> **Reading text**
^^^^^^^^^^^^^^^^

# 1995 nissan 4x4 pickup burns oil



## tealonwheels4x4 (Apr 21, 2011)

137090 miles on the motor, i noticed its running rough and that it was dipping around 700 rpm in Neutral so i adjusted the idler to about 850 900 in neutral now and it calmed down a bit. but to no surprise continued to idle rough after a few hours, and so i changed the spark plugs and cables i noticed the spark plugs were pretty black i changed them out and once again a slight improvement but still vibrating and feeling a bit rough. so to my demise i noticed it was burning oil and drinking a bit of coolant. there was no evidence of coolant in my oil so that was a relief my oil wasnt foamy or of any weird composure no water in it either. i have not seen any oil leaks so i switched to full synthetic oil, still a bit rough, and the smell of burning rich and burning oil comes out of my exhaust and i can even smell it in the cab when the windows are down and im stopped. Anything else i can do any ideas? i am in love with this truck and am just a bit frustrated by this new problem other than the darned odometer sticks sometimees and reads the wrong speeds  guess its a common problem in these trucks. also i have noticed on one occasion on a cold morning my exhuast was emitting a small puff of white smoke but it went away after driving for a little bit. any help or suggestions?? thank you very much.:givebeer: :balls:


----------



## SPEEDO (Jun 9, 2003)

White smoke, cold morning.. its kinda like when you go out on a cold morning, you can see your breath, vehicles do the samething until they warm up.
When was the last time any maintenance was done? have you checked the pcv? 4cyl or V6?


----------



## tomit (Jul 2, 2004)

White smoke + cold engine = oil in exhaust; when catalytic converter heats up it burns the oil. Stuck oil control piston ring or worn valve seals or bad/stuck pcv? Radiator fluid disappearing - bad hoses or cracked radiator?

^^^^^^^^^^^^^^^^

> **Records provided**
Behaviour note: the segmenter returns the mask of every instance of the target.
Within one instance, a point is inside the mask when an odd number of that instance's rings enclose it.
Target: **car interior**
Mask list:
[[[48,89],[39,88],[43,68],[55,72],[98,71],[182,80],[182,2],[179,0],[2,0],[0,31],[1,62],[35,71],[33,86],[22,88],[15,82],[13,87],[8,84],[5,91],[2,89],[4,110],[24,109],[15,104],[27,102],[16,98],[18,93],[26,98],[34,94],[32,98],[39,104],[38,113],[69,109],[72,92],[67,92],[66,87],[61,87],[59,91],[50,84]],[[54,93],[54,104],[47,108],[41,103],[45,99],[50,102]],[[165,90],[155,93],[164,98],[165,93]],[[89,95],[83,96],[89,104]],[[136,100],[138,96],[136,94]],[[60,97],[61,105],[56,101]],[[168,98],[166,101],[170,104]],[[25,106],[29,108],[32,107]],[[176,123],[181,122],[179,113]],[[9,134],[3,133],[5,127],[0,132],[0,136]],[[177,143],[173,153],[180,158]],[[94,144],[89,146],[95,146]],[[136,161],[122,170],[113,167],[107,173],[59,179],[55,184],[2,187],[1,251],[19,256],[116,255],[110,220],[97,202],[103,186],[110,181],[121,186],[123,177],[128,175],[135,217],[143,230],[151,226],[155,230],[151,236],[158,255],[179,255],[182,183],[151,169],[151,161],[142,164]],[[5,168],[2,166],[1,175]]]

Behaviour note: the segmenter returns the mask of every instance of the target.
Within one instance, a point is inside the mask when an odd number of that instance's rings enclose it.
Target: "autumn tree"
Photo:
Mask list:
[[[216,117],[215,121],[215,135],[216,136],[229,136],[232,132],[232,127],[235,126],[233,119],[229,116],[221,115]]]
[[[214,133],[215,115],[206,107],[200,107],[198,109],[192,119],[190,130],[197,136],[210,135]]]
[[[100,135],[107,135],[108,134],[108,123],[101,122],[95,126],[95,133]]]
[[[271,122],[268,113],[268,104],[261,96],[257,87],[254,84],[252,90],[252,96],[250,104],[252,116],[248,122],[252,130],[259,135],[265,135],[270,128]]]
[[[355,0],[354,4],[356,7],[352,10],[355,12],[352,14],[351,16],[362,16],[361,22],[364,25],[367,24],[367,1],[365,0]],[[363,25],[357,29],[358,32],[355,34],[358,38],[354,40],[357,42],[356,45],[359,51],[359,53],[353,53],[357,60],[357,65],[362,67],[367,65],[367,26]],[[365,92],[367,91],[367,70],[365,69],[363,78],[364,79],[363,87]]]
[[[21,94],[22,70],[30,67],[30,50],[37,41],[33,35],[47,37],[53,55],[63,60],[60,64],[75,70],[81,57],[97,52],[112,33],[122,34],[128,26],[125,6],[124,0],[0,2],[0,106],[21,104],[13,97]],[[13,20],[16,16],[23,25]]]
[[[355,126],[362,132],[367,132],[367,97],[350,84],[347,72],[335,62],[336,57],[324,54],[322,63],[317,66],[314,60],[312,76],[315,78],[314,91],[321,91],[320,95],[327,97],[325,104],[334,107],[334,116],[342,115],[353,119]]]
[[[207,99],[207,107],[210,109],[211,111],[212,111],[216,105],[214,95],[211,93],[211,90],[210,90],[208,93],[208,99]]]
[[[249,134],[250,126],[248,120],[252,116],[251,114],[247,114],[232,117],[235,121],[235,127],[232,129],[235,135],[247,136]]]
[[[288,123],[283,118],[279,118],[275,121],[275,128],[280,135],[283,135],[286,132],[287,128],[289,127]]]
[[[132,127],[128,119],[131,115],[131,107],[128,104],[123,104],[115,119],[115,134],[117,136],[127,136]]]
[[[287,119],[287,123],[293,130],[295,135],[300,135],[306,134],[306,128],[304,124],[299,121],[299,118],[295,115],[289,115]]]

^^^^^^^^^^^^^^^^

> **Problem set**
A) Copy the part of the forum thread about the oil-burning pickup from "## SPEEDO (Jun" up to and including "or cracked radiator?".
B) In the forum thread about the oil-burning pickup, what type of oil did the owner switch to after finding no oil leaks?

> **Task-by-task outputs**
A)
## SPEEDO (Jun 9, 2003)

White smoke, cold morning.. its kinda like when you go out on a cold morning, you can see your breath, vehicles do the samething until they warm up.
When was the last time any maintenance was done? have you checked the pcv? 4cyl or V6?


----------



## tomit (Jul 2, 2004)

White smoke + cold engine = oil in exhaust; when catalytic converter heats up it burns the oil. Stuck oil control piston ring or worn valve seals or bad/stuck pcv? Radiator fluid disappearing - bad hoses or cracked radiator?

B) Full synthetic oil.